■ EXERCISE PROMPT
Reproduce the items below, swapping "single pin" for "single marker" wherever it occurs and keeping everything else unchanged. Omit the pictures from your output.

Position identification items
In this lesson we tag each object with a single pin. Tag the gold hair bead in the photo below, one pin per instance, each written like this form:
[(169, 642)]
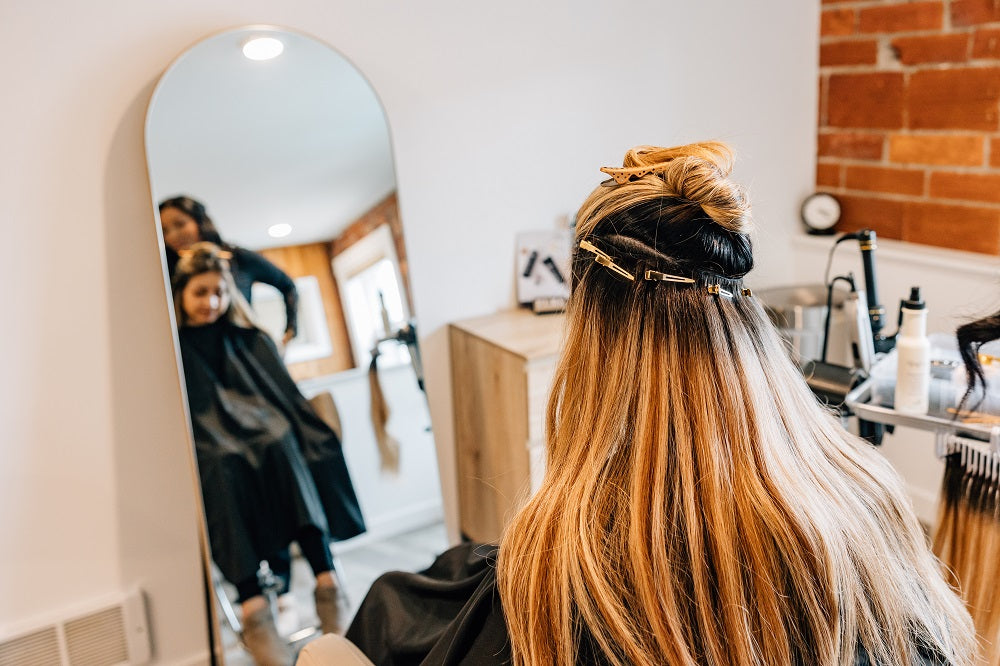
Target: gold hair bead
[(667, 277), (622, 175), (605, 260)]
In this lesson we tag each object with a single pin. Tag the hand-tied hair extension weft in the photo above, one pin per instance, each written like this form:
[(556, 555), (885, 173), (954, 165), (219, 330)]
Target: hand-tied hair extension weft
[(967, 538), (698, 506)]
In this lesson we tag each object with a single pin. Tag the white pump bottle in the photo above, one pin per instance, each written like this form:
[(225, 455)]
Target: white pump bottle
[(913, 370)]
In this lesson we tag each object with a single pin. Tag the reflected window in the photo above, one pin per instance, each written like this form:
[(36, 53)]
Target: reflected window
[(371, 291)]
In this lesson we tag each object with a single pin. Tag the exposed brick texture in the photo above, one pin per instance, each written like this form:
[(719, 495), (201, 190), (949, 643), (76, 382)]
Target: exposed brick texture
[(968, 186), (838, 22), (986, 44), (959, 227), (885, 216), (880, 179), (909, 119), (974, 12), (851, 144), (936, 149), (932, 48), (902, 17), (964, 98), (995, 152), (866, 100), (848, 52), (828, 174)]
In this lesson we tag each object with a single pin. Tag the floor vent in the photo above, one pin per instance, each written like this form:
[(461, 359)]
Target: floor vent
[(109, 633)]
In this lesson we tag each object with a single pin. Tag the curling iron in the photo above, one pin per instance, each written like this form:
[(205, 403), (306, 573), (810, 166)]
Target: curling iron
[(876, 312)]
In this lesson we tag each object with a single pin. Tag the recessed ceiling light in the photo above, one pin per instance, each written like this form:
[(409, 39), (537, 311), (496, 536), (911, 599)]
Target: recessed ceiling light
[(262, 48), (279, 230)]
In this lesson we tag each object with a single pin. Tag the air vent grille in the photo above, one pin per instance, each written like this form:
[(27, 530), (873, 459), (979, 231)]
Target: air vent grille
[(97, 639), (39, 648), (109, 631)]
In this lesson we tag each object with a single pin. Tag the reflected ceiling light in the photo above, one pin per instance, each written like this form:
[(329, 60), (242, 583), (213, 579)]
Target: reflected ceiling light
[(262, 48), (279, 230)]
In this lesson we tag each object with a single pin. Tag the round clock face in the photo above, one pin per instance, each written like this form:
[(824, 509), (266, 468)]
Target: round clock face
[(820, 212)]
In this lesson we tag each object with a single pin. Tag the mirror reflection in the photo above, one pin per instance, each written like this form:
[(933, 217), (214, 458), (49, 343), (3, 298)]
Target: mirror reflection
[(275, 185)]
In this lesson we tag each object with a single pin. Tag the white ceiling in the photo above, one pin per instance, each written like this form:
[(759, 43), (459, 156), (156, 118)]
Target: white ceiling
[(300, 139)]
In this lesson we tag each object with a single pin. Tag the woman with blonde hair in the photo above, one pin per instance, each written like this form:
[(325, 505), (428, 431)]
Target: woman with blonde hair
[(271, 470), (699, 506)]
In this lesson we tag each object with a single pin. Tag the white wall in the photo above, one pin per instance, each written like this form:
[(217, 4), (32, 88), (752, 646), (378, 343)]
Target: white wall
[(500, 114)]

■ ANSWER TO THE EXERCISE
In this lesson we tag each object with a single marker. Tag the gold hair bead in the photo below, one pin per instance, each written like this form:
[(169, 642)]
Target: gold hair bead
[(667, 277), (622, 175), (605, 260)]
In this lesson we tag each object with a single marker. Tag the hand-tied hair extension weft in the photo above, one pin per instance, each written like this form:
[(556, 555), (885, 173), (954, 165), (219, 330)]
Target: hand-tied hair extension weft
[(967, 538), (698, 506)]
In this lesson we tag each object with a single marker. Tag the white pump bottle in the photo above, one pin per instance, each written like this form:
[(225, 455)]
Target: white pump bottle
[(913, 370)]
In this lesson we tag each object with a single marker. Tag the reflected window in the photo above, one pin per instance, each written like this form:
[(36, 53)]
Target: reflected window
[(371, 291)]
In this lesson we tag each object with a single marker. Tag the exposed brick texture in the photo above, one pin per instance, each written like this form:
[(719, 495), (201, 190), (949, 643), (76, 382)]
Target: exposed brick texture
[(968, 186), (838, 22), (986, 44), (959, 227), (885, 216), (880, 179), (909, 119), (974, 12), (851, 144), (936, 149), (932, 48), (902, 17), (964, 98), (995, 152), (866, 100), (848, 52), (828, 174)]
In this lesson we tag each object with a single marker. Tag the floor vent in the photo above, one pin per instance, each written like this form:
[(461, 359)]
Target: floor vent
[(109, 633)]
In this lesson we tag each object with a single marker. Tag the curling iron in the photo above, one pin per instance, each written like this form:
[(205, 403), (306, 573), (810, 166)]
Target: curling iron
[(876, 312)]
In this lesson we tag each object with a single marker. Tag the recessed ceiling light in the photo above, one pin per instance, each written like this form:
[(409, 39), (537, 311), (496, 536), (911, 599)]
Target: recessed ceiling light
[(262, 48), (279, 230)]
In this lesson we tag each object with a single marker. Tag the air vent grille in the photo above, one pin per instance, each written like this form:
[(27, 530), (873, 459), (979, 231)]
Target: air vent grille
[(97, 639), (39, 648), (109, 631)]
In this lesson we tag each object with a single marker. Tag the reflected ceiling light in the photo above, one pin per instance, each written like this form:
[(329, 60), (242, 583), (213, 579)]
Target: reflected ceiling light
[(262, 48), (279, 230)]
In this lesson we tag each object with a single marker. Tag the round clock face in the photo above, one pin per instance, each written like this form:
[(824, 509), (266, 468)]
Target: round clock face
[(820, 212)]
In this lesson we tag each object with a single marker. Tag the mirror reflection in the photo above, one pin per instance, each written like this form:
[(933, 217), (214, 458), (49, 343), (3, 298)]
Target: mirror reflection
[(275, 185)]
In this lesson we tag each object with a single marker. Tag the white ceiling in the photo above, one pin per instance, each written like this form:
[(759, 43), (459, 156), (156, 118)]
Target: white ceiling
[(300, 139)]
In this lesson we tag each object with a single marker. Tag the woman with blonde hair in the photo above, one pin per instance, each written like this form:
[(325, 505), (428, 431)]
Target: woman with blonde hair
[(271, 470), (699, 506)]
In this lesson we tag each object with a single marker. Tag the white wall in the photo above, one pin per instance, each written like this form:
[(217, 4), (32, 88), (752, 646), (378, 343)]
Target: white wall
[(500, 114)]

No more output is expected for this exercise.